* **Фрагмент документа**:
- - -

Сила контраста, производящая событие наготы, становится символом одновременно предвзятости и продуктивности греческой мысли – той, что приводит в движение даже те категории, которые вплоть до сегодняшнего дня вызывают меньше всего подозрений: категории наиболее нейтральные, то есть отсылающие к действительности и обозначающие лишь саму деятельность. Существует китайская «живопись» наравне с живописью европейской, мы повторяем это как данность. «Художник» «рисует»[67] (peindre) – это кажется очевидностью, где само действие является родовым признаком. Но разве с глаголом «писать» всё так же однозначно? Не может ли быть такого, что под маской провозглашаемого тождества это слово распадается таким образом, что само понятие становится менее очевидным, учитывая его плотную связь со всеми остальными? Нельзя сказать, что оно утрачивает всякий смысл, как на то намекает современная живопись. Дело обстоит несколько проще, поскольку, согласно китайским литераторам, «рисовать картину» предполагает участвовать в более общем поиске и занимать более общую позицию, у которой нет множества вариаций и собственной специфики. О просвещенных китайских художниках часто говорили, что они «пишут» (écrire) свои картины, словно речь идет о тексте; и это письмо противопоставлялось кропотливой работе кисти (см. противопоставление се-и, 寫意, гунби, 工筆)[68]. Спрашивается: отказавшись от функции репрезентации, не утрачивает ли «рисование картины» своего отличительного признака? Отдаляясь от «работы с кистью», не превращается ли «рисование» – выходя за свои границы – в деятельность иного рода, вплоть до полного самоотчуждения? Раньше я опасался, что сам вопрос – «что пишет китайский художник?» – уже является слишком объективирующим, но теперь под подозрением и сам глагол.
Дадим простор этому сомнению. Когда художник рисует нагое тело, он превращает его в объект. И именно это кажется мне наиболее удивительным в осуществляемой наготой операции (удивительность которой еще предстоит извлечь из-под завалов «академической» обыденности): я вижу перед собой натуру, которая является точно таким же субъектом, как и я, со своей жизнью, чувствами, надеждами, страданиями. Но что я знаю о ней? Я оставляю от нее лишь неподвижную форму: внезапно превращаю, по соглашению с искусством, в чистый объект. Вот почему я больше не охвачен желанием его плоти, вот почему исчезает сострадание к его попрекаемому чувству стеснения. Такова изолирующая сила эстетической функции, которую прославляет нагота и которая изначально выделяет ее на фоне любых привычных видов опыта. Если нагое тело позирует – когда оно позирует – Искусству приносится жертва, искусство только тогда становится Искусством, любуется собой, посвящается самому себе, само-обосновывается. И на подиуме, и в качестве рисунка на холсте нагота с самого начала поражает своим опустошением внутреннего; и это с самого начала играет здесь ключевую роль. Она бросается в глаза так же, как поднимающийся на сцену актер, который отделяется от своей внутренней жизни, чтобы сыграть отведенную ему роль: натурщик передает свою форму пластическому выражению, как актер передает свой голос, дыхание и жесты выражению чувств или идей, – сущность наготы столь же театральна. Моему внимательному взгляду предлагается, выставляется перед ним, не личность, меня больше не касаются ее чувства, мысли или прошлое; в момент позирования всё интерсубъективное приостанавливается (даже если за кулисами она вновь вступает в свои человеческие права; в связи с этим Пикассо иронизировал насчет амбивалентности отношений между художником и его натурщиком).

- - -

* **Исходные данные**:
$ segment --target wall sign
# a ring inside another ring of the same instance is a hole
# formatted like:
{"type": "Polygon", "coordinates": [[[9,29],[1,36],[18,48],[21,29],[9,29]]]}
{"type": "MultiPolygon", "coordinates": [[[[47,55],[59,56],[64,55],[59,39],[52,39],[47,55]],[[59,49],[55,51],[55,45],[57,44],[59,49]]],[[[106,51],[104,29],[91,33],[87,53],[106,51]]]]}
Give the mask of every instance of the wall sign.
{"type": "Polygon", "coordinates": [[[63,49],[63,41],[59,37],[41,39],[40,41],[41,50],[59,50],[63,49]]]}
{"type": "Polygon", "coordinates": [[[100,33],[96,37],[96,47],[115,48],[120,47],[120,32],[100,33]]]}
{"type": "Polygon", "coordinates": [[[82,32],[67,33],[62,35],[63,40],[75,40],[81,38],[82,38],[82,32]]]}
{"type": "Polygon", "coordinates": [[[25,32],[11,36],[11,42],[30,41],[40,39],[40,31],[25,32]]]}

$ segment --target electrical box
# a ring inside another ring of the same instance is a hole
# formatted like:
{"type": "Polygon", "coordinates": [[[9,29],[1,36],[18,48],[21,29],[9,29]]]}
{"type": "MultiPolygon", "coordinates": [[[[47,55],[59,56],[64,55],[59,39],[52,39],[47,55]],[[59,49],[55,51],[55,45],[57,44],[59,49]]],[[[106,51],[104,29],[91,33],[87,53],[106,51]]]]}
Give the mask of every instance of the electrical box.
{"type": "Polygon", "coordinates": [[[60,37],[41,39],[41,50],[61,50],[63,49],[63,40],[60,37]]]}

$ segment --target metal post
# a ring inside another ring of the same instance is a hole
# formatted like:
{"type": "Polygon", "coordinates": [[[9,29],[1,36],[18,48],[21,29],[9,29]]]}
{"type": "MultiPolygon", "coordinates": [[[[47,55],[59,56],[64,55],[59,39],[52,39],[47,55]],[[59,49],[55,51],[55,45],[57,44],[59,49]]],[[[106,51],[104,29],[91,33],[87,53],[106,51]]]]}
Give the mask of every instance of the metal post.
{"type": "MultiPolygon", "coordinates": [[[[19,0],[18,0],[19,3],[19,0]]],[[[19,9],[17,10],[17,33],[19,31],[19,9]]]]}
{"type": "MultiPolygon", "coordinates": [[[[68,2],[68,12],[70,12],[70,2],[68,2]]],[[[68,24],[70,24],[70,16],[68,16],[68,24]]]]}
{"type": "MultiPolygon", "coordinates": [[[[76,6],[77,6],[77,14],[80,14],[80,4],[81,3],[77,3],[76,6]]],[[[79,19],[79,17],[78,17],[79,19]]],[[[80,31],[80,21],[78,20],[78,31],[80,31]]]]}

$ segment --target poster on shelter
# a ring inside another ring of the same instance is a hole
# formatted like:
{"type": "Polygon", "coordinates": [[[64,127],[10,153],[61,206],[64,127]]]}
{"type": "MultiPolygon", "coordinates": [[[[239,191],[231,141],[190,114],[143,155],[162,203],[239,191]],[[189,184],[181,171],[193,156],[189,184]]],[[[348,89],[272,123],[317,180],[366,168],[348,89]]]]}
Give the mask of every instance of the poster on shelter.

- - -

* **Задания**:
(1) С кем во фрагменте о наготе сравнивается натурщик?
(2) Перечислите всё, что, согласно фрагменту о наготе, есть у натуры как у такого же субъекта, как и смотрящий на нее.
(3) Продолжите фрагмент о наготе с того места, на котором он заканчивается.
Записи для выполнения заданий не понадобятся.

* **Ответы по заданиям**:
(1) С актером, который поднимается на сцену и отделяется от своей внутренней жизни, чтобы сыграть отведенную ему роль.

(2) Жизнь, чувства, надежды, страдания.

(3)
Странность этой связи – достаточно ли глубоко мы в нее проникли? Нагая фигура физически присутствует прямо перед нами, но связь с ней уже утрачена. Даже если она смотрит – ее взгляд пуст: прежде всего потому, что она отказывается от своего права смотреть, она здесь только для того, чтобы смотрели на нее. Превращая предшествующую договоренность между натурщиком и художником в причинно-следственную связь, стоит сказать следующее: поскольку нагая фигура обладает наибольшей полнотой присутствия в физическом смысле этого слова; поскольку пространство, в котором она располагается, целиком наполнено ею; поскольку она притягивает к себе всё внимание; постольку устраняется дистанция, благодаря которой мог вестись диалог, любой обмен с ней становится невозможен. То, что без остатка открывается нашим глазам, в тот же самый момент отсылает к недоступному. Модель оказывается нужной лишь для того, чтобы вести к Форме и служить перспективной опорой для поиска меры и пропорции. В ней конкретное и абстрактное сталкиваются без возможности опосредования и каждое доходит до предельной точки. С одной стороны – конкретность присутствия: тело, которое больше ничего не скрывает, находится прямо тут, ее «здесь и сейчас» ощутимо и полностью прозрачно, как в случае самой натуры, так и в случае ее карнации. Всему этому в свою очередь противостоит абстрактность ситуации: мне больше нет дела ни до личности этого «другого», ни до того, что он в данный момент чувствует или думает, я лишаю его любых впечатлений и наклонностей, всегда более или менее анекдотично. Он здесь только для обеспечения возможности гармонии, которую я извлекаю и передаю, отделяю от него и воплощаю в камне или на бумаге. В конечном счете сила наготы базируется на этом парадоксе: вибрирующее всей своей плотью живое тело располагается так близко к нам, что уже не схватывается на дистанции, становится отрезанным от нас, отвергнутым окружающим миром и существует лишь для того, чтобы обеспечить восхождение от себя к идеальному.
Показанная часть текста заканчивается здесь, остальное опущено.